• [PASSAGE SHOWN]
-*-

I am currently building a logistic regression model whose dependent variable follows a binomial distribution. Based upon my professional knowledge, I assume that collinearity exists among the independent variables. Therefore, I wish to perform principal component analysis to detect possible collinearities and to lower the dimension of the independent variables. How can I do this via SAS? Thanks!
@Season wrote:
Thank you very, very much, Paige, for your kind help! Actually, I have not been that familiar with principal component analysis as well as PROC PRINCOMP. Therefore, I previously thought that PROC PRINCOMP only supports principal component analysis for models whose independent variable is a continuous one.
Principal components does not use a Y-variable. Therefore, you can use it on the X-variables with either continuous Y-variables or categorical Y-variables, it doesn't matter.

-*-

• [THE DATA]
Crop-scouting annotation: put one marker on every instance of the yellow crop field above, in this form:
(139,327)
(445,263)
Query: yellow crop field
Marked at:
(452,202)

-*-

• [WORK REQUIRED]
Quote every sentence in the thread on principal component analysis in SAS that begins with the word "Therefore." The lines here have nothing to do with the thread on principal component analysis in SAS.

• [EXERCISE OUTPUT]
- Therefore, I wish to perform principal component analysis to detect possible collinearities and to lower the dimension of the independent variables.
- Therefore, I previously thought that PROC PRINCOMP only supports principal component analysis for models whose independent variable is a continuous one.
- Therefore, you can use it on the X-variables with either continuous Y-variables or categorical Y-variables, it doesn't matter.